Materials provided
—————
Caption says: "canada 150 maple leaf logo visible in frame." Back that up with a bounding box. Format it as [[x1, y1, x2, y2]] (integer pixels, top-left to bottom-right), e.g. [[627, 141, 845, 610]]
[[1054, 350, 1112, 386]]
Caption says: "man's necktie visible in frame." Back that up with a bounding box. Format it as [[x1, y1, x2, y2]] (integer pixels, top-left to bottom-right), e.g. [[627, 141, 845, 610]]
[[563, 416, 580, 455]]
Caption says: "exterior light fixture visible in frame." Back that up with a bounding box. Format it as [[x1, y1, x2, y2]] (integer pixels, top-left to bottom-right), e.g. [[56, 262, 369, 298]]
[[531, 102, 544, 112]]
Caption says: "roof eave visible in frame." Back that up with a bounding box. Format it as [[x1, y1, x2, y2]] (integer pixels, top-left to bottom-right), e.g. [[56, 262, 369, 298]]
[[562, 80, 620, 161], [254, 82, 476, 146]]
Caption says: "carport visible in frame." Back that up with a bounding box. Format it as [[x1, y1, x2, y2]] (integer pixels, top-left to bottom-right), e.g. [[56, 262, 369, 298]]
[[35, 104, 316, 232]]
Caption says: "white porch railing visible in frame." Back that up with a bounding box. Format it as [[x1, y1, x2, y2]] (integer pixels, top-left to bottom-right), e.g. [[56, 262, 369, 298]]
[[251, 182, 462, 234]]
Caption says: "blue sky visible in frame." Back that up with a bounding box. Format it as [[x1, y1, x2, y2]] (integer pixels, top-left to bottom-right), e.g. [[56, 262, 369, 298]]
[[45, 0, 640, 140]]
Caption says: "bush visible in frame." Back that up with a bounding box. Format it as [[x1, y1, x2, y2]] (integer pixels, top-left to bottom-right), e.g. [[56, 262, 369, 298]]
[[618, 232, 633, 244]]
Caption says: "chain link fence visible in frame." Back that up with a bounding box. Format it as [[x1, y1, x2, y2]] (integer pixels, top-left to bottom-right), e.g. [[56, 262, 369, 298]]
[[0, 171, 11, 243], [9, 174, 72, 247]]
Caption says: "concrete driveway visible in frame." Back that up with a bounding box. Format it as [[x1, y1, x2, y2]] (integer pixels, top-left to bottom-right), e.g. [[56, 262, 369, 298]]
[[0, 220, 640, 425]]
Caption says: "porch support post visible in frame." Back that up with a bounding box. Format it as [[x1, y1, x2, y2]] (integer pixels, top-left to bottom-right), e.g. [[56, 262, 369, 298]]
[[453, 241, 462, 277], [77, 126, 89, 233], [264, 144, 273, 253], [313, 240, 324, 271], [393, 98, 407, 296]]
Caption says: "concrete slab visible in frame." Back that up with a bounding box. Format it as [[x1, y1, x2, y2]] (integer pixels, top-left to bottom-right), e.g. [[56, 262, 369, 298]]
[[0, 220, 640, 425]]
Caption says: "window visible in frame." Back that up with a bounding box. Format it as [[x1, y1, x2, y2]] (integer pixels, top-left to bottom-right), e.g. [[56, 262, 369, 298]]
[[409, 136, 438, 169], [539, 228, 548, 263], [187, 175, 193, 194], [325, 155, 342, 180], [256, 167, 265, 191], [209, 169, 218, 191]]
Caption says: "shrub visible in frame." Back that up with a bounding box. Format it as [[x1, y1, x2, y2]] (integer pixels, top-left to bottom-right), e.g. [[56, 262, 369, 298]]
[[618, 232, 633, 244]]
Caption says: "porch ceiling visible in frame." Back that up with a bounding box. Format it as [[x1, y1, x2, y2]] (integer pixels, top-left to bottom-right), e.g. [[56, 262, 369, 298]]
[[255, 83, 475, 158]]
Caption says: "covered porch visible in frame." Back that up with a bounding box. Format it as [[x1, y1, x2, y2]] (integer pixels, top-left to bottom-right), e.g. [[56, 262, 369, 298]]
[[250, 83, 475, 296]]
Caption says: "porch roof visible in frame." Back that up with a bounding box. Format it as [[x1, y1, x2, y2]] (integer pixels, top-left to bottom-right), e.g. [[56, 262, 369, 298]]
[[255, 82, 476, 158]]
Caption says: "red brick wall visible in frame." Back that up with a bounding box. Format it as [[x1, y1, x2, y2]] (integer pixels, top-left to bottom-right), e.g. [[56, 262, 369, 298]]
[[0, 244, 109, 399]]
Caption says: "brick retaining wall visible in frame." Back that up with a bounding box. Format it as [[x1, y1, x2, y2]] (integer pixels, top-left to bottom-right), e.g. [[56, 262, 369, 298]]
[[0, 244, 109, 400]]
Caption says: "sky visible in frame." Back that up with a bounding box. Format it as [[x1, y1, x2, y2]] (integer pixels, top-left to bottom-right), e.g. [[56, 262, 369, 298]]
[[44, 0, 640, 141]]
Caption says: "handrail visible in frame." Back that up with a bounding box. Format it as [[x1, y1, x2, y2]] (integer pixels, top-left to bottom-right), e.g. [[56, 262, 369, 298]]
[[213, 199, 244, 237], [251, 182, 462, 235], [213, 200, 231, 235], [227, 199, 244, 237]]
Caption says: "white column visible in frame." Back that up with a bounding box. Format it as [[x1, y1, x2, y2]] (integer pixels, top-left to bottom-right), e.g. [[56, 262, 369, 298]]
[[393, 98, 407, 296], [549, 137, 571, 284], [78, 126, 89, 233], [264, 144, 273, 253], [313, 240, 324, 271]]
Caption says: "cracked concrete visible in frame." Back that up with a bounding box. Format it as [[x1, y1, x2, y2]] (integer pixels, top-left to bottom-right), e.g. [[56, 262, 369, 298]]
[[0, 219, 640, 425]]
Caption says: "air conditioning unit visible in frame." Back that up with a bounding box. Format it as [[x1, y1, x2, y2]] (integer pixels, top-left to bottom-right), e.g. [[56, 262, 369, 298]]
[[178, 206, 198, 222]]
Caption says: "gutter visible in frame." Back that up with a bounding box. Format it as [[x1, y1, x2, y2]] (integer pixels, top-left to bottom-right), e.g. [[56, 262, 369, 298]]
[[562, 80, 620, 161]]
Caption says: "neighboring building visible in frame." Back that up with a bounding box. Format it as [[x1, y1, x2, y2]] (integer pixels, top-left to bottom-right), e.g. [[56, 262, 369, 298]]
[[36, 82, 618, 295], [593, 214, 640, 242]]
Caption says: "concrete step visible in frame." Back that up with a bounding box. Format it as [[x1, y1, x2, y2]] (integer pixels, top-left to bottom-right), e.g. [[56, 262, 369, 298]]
—————
Requirement
Rewrite every one of the records above as a numbered list, omitting any blank lines.

Task result
1. Caption says: "canada 150 maple leaf logo visible in frame." Back that up with a bounding box. Format it as [[x1, y1, x2, y2]] (integer pixels, top-left to bottom-right), e.g. [[627, 141, 845, 610]]
2. [[1054, 350, 1112, 386]]
3. Caption says: "man's necktie visible in frame." Back that up with a bounding box. Format it as [[x1, y1, x2, y2]] (integer pixels, top-left to bottom-right), e.g. [[627, 141, 845, 610]]
4. [[563, 416, 580, 455]]
5. Caption says: "exterior light fixture visible in frame." Back that up with a bounding box. Format it as [[x1, y1, x2, y2]] (integer pixels, top-left to bottom-right), e.g. [[56, 262, 369, 298]]
6. [[531, 102, 544, 112]]
7. Caption says: "roof eave visible in frame." Back that up with a bounding box. Format it as [[x1, y1, x2, y2]] (integer pixels, top-left to bottom-right), e.g. [[56, 262, 369, 298]]
8. [[562, 80, 620, 161], [254, 82, 476, 146]]
9. Caption says: "carport visible in frame." Back that up with a bounding box. Format it as [[x1, y1, x2, y2]] (integer pixels, top-left to bottom-right), e.g. [[56, 262, 369, 298]]
10. [[35, 104, 316, 232]]
11. Caption says: "white porch railing visible in frame." Back that up with a bounding box. Format it as [[x1, y1, x2, y2]] (integer pixels, top-left to bottom-right), e.g. [[56, 262, 369, 298]]
12. [[251, 182, 462, 234]]
13. Caption says: "blue sky visible in frame." Back that up with a bounding box. Format it as [[x1, y1, x2, y2]] (integer pixels, top-left to bottom-right), e.g. [[56, 262, 369, 298]]
14. [[45, 0, 640, 140]]
15. Caption says: "bush visible in frame." Back that up with a bounding box. Format it as [[x1, y1, x2, y2]] (integer pixels, top-left to bottom-right), e.g. [[56, 262, 369, 298]]
16. [[618, 232, 633, 244]]
17. Caption says: "chain link fence visible in frame." Back that up with a bounding box. Format it as [[x1, y1, x2, y2]] (integer pixels, top-left to bottom-right), e.g. [[56, 262, 369, 298]]
18. [[0, 171, 11, 243], [9, 174, 72, 247]]
19. Caption says: "concrete driveway visible in frame." Back that up with a bounding box. Format it as [[x1, y1, x2, y2]] (integer pixels, top-left to bottom-right), e.g. [[56, 262, 369, 298]]
20. [[0, 220, 640, 425]]
21. Caption says: "porch support post visible in frame." Back that up with a bounding box. Format it as [[x1, y1, x2, y2]] (integer pixels, top-left to bottom-right), e.g. [[56, 262, 369, 298]]
22. [[453, 241, 462, 277], [77, 126, 89, 233], [264, 144, 273, 253], [313, 240, 324, 271], [393, 98, 407, 296]]
23. Caption says: "concrete slab visible in frame." Back that up with a bounding box. Format it as [[x1, y1, x2, y2]] (integer pixels, top-left to bottom-right), e.g. [[56, 262, 369, 298]]
24. [[0, 220, 640, 425]]
25. Caption says: "window visible in frame." Back that up with a bounding box. Format it as [[x1, y1, x2, y2]] (integer pixels, top-left to bottom-right), e.g. [[56, 262, 369, 298]]
26. [[409, 136, 438, 169], [539, 228, 548, 263], [187, 175, 193, 194], [325, 155, 342, 180], [256, 167, 265, 191], [209, 169, 218, 191]]
27. Caption says: "shrub visible in frame." Back that up with a bounding box. Format it as [[x1, y1, x2, y2]] (integer pixels, top-left to bottom-right), e.g. [[56, 262, 369, 298]]
28. [[618, 232, 633, 244]]
29. Caption says: "porch ceiling visible in frame." Back that up with a bounding box. Format it as [[x1, y1, x2, y2]] (integer pixels, top-left to bottom-right), e.g. [[56, 262, 369, 298]]
30. [[255, 83, 475, 158]]
31. Caption says: "covered porch visible in frame." Back that up with a bounding box. Format it as [[x1, y1, x2, y2]] (integer pixels, top-left to bottom-right), e.g. [[56, 262, 369, 298]]
32. [[250, 83, 475, 296]]
33. Caption says: "porch roof visible in frame." Back that up with a bounding box. Format it as [[x1, y1, x2, y2]] (integer pixels, top-left to bottom-right), e.g. [[56, 262, 369, 298]]
34. [[255, 82, 476, 158]]
35. Caption says: "red brick wall visible in frame." Back that up with a bounding box. Format it as [[x1, y1, x2, y2]] (integer pixels, top-left to bottom-right), e.g. [[56, 262, 369, 298]]
36. [[0, 244, 109, 399]]
37. Caption says: "brick retaining wall visible in frame." Back that up with a bounding box. Format it as [[x1, y1, x2, y2]] (integer pixels, top-left to bottom-right), e.g. [[56, 262, 369, 298]]
38. [[0, 244, 109, 400]]
39. Caption says: "sky visible in frame." Back that up with a bounding box. Format it as [[x1, y1, x2, y2]] (integer pixels, top-left to bottom-right), e.g. [[56, 262, 369, 298]]
40. [[44, 0, 640, 141]]
41. Caption says: "handrail visible in frame." Back that up with a bounding box. Format it as [[x1, y1, x2, y2]] (integer pixels, top-left to bottom-right), e.g. [[56, 262, 369, 298]]
42. [[213, 199, 244, 237], [251, 182, 462, 235], [213, 200, 231, 235], [227, 199, 244, 237]]
43. Caption says: "white column visible in frame." Back that up with a bounding box. Format it as [[x1, y1, x2, y2]] (integer pixels, top-left to bottom-right), e.g. [[56, 262, 369, 298]]
44. [[393, 98, 407, 296], [549, 137, 571, 284], [78, 126, 89, 233], [264, 144, 273, 253], [313, 240, 324, 271]]
45. Caption says: "cracked concrete visible in frame." Back that up with a bounding box. Format it as [[x1, y1, x2, y2]] (integer pixels, top-left to bottom-right), e.g. [[56, 262, 369, 298]]
46. [[0, 219, 640, 425]]
47. Caption says: "air conditioning unit visible in frame." Back that up with a bounding box. Format it as [[x1, y1, x2, y2]] (integer pixels, top-left to bottom-right), e.g. [[56, 262, 369, 298]]
48. [[178, 206, 198, 222]]
49. Caption says: "gutter visible in frame." Back that up with a bounding box. Format it as [[x1, y1, x2, y2]] (integer pixels, top-left to bottom-right), e.g. [[56, 262, 369, 298]]
50. [[562, 80, 620, 161]]
51. Caption says: "neighboring building visible in frame." Back that up with a bounding box. Format it as [[x1, y1, x2, y2]] (integer pixels, top-left to bottom-right), e.g. [[56, 262, 369, 298]]
52. [[36, 82, 618, 295], [593, 214, 640, 242]]
53. Caption says: "concrete step visible in frame." Back that up with a bounding box. Format it as [[x1, y1, x2, y2]] (integer pixels, top-left to bottom-right), e.g. [[56, 262, 369, 298]]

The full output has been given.